■ Required action
Please count the lines in the records below that contain the string "errors", treating uppercase and lowercase as different, and reply with the number alone.
▼▼▼
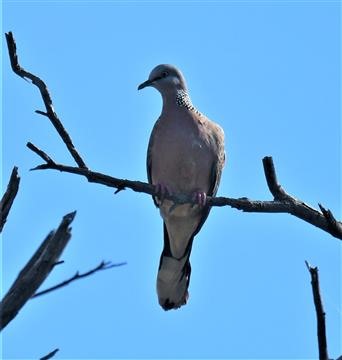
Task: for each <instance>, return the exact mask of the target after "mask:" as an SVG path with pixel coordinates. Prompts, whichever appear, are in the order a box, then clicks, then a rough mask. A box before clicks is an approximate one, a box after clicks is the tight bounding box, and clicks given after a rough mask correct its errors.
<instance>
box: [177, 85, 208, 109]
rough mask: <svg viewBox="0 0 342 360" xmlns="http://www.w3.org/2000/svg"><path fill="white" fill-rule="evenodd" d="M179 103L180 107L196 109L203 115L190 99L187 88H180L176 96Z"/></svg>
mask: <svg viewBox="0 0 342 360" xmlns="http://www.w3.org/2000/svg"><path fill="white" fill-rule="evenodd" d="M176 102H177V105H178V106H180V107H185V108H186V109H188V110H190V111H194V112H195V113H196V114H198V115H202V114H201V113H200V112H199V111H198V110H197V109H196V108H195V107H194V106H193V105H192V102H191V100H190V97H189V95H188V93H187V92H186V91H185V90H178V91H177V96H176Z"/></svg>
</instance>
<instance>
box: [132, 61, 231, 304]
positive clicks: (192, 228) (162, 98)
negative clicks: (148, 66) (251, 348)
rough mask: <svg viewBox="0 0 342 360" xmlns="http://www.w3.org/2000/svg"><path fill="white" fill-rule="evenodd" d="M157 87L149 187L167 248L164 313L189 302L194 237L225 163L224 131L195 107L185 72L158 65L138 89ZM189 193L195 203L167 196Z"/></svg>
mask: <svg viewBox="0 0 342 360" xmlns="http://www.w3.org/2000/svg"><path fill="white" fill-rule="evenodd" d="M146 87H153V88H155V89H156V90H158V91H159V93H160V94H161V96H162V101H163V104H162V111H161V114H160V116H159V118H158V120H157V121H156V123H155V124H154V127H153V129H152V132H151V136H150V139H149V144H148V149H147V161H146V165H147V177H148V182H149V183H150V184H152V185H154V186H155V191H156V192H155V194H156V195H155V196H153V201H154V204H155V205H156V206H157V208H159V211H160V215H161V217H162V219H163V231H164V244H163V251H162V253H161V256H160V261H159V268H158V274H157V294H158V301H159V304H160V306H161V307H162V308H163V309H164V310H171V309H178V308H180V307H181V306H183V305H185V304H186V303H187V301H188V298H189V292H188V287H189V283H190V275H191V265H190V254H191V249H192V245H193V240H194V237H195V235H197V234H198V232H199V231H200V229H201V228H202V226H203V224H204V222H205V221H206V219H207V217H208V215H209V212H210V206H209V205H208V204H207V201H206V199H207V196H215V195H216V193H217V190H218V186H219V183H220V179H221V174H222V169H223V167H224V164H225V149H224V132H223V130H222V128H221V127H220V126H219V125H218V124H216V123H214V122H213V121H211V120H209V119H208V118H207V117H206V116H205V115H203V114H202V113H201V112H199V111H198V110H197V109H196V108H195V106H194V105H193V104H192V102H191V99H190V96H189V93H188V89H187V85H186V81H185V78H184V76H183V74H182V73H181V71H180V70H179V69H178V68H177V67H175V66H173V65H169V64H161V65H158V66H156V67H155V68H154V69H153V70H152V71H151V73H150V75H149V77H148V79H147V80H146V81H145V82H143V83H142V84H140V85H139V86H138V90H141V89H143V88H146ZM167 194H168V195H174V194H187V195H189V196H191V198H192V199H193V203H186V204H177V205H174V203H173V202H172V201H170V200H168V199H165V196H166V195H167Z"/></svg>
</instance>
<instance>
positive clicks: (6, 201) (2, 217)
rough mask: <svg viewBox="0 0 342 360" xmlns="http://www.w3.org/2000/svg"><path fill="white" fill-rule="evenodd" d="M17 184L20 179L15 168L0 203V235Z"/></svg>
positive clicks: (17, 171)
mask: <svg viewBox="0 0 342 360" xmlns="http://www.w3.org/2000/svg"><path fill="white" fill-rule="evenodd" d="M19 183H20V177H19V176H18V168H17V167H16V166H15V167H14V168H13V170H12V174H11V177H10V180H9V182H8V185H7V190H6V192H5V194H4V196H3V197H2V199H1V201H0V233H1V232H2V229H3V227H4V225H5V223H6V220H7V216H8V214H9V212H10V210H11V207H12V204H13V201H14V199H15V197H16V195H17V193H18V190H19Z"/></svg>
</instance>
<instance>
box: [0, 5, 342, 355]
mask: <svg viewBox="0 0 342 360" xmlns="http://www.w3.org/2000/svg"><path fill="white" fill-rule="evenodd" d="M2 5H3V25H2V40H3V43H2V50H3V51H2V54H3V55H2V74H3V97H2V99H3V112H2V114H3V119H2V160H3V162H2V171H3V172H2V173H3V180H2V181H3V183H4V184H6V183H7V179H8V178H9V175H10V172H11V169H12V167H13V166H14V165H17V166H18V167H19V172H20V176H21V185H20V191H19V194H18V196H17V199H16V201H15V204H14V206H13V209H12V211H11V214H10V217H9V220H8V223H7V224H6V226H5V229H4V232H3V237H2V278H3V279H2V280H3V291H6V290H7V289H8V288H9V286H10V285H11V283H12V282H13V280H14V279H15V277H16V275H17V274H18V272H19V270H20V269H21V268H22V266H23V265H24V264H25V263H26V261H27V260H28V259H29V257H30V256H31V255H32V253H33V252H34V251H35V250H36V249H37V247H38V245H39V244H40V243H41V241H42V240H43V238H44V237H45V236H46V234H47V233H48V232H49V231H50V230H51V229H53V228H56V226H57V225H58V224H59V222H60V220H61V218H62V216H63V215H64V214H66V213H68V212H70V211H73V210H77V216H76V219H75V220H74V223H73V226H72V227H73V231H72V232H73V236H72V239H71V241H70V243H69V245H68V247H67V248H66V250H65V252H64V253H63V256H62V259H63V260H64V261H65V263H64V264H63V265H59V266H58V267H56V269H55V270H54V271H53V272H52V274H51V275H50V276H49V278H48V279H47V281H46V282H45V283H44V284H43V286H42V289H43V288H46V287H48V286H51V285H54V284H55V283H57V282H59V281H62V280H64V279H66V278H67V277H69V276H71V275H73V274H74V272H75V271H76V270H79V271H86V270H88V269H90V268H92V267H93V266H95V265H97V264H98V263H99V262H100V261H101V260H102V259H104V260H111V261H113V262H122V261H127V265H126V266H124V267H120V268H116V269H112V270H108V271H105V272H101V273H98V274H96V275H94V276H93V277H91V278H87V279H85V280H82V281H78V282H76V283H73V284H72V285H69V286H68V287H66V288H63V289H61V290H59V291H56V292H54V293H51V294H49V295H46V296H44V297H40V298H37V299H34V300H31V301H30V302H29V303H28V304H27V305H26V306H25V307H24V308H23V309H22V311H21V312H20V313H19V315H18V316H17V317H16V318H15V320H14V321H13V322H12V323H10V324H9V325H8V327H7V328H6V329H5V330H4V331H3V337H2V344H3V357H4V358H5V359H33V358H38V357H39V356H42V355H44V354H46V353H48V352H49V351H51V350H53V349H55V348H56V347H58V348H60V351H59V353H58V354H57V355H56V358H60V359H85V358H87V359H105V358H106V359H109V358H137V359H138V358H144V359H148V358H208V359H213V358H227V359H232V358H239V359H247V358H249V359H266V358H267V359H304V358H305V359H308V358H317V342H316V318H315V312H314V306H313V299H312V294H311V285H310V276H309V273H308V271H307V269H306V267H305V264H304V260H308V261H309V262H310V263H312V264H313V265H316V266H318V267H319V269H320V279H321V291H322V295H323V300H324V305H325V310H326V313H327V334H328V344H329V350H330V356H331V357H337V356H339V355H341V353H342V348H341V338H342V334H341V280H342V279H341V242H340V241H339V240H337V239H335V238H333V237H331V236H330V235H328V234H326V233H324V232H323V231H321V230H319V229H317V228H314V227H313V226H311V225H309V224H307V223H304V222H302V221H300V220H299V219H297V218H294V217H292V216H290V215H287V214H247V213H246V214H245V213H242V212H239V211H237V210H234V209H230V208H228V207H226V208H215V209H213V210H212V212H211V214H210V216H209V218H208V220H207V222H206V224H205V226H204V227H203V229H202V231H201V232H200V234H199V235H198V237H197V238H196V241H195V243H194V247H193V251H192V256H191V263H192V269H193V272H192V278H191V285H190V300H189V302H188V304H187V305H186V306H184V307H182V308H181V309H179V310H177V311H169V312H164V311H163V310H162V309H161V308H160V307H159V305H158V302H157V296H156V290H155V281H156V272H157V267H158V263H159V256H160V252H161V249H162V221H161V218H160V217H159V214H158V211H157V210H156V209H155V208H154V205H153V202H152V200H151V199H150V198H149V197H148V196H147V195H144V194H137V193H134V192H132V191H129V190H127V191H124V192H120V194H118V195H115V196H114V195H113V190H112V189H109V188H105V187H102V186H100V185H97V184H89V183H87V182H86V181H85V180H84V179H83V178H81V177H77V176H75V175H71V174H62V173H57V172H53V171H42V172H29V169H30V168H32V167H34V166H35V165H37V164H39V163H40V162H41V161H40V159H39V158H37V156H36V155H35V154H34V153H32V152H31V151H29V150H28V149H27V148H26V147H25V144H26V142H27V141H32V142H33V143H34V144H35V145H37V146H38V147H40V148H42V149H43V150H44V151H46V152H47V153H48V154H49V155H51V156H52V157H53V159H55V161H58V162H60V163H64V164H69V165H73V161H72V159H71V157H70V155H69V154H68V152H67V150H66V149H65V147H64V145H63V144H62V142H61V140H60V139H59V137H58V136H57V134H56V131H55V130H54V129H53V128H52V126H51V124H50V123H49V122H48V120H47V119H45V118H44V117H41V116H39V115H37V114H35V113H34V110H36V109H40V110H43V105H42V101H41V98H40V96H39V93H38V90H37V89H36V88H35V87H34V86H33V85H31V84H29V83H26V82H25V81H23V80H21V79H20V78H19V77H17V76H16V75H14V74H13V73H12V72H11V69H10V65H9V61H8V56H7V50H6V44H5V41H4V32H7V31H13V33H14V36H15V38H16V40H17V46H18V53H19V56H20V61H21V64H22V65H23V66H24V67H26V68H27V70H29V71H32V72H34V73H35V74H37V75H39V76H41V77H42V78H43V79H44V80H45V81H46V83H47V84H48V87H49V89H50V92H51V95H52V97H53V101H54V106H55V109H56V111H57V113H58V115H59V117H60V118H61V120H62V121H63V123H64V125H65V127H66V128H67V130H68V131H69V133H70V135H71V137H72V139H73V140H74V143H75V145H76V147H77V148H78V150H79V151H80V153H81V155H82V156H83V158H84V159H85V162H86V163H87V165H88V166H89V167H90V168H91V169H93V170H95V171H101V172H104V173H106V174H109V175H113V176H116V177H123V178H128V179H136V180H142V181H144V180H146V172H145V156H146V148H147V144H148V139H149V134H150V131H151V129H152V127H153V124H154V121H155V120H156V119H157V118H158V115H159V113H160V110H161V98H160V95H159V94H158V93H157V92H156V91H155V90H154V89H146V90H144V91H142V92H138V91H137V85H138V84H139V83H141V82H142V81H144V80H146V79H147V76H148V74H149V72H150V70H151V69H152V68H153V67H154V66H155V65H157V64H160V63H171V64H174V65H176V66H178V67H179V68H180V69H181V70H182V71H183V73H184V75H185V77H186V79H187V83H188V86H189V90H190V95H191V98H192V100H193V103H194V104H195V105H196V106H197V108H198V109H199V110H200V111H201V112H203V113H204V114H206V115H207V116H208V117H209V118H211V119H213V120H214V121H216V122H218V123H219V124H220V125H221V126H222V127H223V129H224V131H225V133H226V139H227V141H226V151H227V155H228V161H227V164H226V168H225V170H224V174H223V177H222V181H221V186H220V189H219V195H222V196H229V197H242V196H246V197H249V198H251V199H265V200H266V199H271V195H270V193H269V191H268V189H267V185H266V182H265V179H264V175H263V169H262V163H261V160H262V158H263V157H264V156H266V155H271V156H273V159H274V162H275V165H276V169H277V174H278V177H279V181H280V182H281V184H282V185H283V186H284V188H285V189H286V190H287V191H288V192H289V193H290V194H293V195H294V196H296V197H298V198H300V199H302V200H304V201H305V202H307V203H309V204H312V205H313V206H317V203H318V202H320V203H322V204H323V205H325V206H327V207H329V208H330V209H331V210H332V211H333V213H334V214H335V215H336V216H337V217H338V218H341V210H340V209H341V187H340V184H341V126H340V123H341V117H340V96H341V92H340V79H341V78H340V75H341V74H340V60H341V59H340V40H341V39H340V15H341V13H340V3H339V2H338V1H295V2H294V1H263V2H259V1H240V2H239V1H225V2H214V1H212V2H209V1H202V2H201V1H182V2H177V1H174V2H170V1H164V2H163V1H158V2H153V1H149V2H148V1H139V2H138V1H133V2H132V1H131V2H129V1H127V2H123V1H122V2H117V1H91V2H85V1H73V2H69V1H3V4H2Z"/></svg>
▲▲▲
▼▼▼
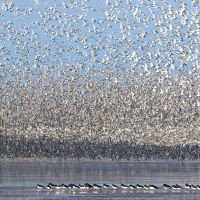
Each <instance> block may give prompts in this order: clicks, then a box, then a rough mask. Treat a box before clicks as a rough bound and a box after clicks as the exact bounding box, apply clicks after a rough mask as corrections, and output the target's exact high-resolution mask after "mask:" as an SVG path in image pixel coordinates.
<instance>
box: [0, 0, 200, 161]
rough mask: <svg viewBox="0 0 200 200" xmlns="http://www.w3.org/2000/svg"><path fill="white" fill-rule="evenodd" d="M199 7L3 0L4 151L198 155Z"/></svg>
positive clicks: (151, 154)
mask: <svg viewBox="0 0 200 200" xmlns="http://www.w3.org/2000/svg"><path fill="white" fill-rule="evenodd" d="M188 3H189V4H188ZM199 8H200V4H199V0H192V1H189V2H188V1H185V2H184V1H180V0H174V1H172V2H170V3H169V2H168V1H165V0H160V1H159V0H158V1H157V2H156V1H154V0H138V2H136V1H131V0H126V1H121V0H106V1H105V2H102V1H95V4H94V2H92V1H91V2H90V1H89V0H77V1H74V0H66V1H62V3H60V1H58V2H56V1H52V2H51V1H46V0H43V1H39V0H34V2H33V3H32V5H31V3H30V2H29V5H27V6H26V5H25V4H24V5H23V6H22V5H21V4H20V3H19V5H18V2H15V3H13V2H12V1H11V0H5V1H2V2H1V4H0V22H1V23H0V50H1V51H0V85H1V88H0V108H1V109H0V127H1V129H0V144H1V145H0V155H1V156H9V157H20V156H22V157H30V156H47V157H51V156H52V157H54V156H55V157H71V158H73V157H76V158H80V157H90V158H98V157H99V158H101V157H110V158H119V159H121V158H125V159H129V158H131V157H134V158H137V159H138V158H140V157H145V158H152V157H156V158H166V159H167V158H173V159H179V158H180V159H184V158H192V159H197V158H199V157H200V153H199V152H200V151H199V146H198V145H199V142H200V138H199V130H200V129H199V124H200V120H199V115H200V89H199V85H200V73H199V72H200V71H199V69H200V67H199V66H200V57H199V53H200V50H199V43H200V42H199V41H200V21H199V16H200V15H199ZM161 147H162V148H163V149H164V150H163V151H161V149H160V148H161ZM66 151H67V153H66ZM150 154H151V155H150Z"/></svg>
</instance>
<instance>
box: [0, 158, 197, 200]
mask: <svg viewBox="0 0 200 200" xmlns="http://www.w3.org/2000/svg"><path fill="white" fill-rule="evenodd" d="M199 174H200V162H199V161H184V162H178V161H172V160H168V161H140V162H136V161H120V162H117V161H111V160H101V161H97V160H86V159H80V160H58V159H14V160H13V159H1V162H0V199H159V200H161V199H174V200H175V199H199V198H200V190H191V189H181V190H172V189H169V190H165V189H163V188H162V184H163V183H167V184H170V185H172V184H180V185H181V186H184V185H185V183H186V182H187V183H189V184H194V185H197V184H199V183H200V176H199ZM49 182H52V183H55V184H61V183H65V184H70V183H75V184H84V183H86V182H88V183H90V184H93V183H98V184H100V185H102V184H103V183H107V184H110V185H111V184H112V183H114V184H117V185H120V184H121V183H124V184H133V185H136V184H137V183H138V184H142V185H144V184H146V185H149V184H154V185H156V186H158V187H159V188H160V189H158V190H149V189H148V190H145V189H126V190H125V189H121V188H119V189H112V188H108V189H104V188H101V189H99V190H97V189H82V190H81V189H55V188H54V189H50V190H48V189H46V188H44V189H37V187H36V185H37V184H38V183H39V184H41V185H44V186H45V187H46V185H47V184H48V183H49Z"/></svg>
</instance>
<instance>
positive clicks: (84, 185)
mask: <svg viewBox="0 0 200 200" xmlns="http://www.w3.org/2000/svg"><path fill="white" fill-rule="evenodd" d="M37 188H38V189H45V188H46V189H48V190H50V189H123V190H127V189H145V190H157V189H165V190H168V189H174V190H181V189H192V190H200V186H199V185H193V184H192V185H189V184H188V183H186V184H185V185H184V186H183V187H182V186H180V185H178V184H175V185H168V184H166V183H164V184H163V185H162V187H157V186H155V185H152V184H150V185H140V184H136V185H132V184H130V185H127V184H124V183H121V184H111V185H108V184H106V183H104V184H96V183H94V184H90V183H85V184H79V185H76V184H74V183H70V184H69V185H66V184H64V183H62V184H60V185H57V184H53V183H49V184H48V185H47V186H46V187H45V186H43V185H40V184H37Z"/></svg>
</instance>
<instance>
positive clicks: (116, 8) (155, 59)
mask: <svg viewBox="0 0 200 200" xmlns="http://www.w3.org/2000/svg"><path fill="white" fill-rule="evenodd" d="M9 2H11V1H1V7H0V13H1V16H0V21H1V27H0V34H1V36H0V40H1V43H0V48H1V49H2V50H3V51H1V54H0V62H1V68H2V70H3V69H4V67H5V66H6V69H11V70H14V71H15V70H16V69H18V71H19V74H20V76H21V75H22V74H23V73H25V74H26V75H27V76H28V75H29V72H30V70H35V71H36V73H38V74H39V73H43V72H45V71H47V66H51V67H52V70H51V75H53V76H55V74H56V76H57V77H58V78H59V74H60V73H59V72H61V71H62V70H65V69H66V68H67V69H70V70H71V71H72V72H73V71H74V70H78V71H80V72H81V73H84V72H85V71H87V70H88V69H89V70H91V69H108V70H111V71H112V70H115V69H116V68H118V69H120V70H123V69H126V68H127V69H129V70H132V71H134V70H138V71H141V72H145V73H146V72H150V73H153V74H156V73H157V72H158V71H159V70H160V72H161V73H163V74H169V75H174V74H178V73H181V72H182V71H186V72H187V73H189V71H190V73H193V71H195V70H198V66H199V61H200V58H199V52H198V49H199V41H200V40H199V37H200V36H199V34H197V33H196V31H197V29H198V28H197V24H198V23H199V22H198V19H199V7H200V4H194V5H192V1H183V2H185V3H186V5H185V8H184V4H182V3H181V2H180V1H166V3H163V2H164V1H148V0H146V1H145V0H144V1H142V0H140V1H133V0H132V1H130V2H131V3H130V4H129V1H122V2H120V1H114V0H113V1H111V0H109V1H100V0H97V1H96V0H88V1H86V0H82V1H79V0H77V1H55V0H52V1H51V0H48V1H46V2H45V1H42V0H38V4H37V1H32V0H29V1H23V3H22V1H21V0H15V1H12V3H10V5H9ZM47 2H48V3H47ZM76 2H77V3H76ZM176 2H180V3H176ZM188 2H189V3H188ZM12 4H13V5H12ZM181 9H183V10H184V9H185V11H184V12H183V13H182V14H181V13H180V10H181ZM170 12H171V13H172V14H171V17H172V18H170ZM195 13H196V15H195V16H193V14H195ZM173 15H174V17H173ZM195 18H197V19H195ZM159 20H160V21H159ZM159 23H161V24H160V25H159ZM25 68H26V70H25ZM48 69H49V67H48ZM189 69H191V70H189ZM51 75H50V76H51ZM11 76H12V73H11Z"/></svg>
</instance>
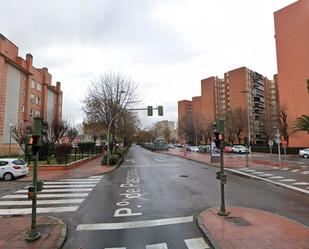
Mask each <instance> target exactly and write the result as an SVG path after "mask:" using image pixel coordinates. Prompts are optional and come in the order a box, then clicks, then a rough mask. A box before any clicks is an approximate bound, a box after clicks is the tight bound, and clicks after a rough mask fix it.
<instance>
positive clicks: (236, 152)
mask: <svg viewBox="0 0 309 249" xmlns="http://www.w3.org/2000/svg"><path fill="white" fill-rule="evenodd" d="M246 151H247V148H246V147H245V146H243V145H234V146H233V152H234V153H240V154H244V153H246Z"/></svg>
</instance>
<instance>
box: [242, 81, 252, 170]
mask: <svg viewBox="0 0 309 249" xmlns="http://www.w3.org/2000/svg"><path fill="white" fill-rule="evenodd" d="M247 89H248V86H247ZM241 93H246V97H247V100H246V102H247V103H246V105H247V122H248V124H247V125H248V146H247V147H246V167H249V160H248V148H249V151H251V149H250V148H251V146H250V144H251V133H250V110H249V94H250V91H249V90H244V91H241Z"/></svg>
▲▲▲
▼▼▼
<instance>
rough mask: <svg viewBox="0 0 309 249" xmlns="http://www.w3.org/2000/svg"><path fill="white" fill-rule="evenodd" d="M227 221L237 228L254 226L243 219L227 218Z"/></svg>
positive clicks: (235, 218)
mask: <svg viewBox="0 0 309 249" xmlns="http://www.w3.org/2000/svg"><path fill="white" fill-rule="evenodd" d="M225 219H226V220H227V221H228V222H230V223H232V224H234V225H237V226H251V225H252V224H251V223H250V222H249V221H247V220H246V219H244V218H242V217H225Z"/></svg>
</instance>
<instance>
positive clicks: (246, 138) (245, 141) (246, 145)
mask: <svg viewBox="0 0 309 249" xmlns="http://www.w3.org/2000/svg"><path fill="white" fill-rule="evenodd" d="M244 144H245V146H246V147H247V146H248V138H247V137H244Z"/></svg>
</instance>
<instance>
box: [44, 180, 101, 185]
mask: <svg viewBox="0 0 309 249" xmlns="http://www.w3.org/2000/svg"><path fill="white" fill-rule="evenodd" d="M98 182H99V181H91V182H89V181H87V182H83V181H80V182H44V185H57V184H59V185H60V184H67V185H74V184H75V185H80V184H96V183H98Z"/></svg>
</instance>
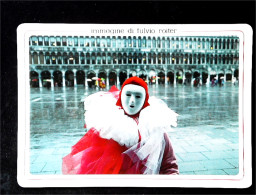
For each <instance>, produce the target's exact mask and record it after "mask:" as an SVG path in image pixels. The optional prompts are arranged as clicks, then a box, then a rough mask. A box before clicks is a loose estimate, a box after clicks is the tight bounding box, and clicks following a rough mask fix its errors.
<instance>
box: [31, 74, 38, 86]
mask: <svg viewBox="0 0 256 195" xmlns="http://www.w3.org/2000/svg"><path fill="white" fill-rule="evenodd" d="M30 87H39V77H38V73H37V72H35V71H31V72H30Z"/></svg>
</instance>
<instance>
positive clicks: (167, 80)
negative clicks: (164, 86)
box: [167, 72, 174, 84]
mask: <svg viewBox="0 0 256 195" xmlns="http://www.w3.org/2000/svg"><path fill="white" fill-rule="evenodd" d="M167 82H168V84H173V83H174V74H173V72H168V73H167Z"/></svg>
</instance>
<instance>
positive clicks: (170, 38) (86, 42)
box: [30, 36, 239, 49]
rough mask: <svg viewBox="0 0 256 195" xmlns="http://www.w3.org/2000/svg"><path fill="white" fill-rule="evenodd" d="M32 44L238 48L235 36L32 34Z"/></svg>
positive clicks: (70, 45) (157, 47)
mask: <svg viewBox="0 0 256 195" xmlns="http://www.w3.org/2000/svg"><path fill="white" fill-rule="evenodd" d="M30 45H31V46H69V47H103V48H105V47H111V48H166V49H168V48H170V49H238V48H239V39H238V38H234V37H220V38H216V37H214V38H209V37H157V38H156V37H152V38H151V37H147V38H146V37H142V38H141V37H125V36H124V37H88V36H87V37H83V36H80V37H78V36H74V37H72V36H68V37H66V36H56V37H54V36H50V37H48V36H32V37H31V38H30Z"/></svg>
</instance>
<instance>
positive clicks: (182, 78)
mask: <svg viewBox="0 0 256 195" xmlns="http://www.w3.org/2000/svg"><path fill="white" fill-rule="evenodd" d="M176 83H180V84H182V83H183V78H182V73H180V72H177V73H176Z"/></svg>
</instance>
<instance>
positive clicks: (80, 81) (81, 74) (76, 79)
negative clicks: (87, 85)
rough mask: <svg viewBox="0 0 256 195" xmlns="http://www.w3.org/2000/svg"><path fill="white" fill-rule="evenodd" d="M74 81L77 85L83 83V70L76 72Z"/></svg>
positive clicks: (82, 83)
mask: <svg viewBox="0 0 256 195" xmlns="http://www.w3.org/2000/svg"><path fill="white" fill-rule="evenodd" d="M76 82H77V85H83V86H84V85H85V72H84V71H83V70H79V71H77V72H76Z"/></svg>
▲▲▲
■ Solution to the exercise
2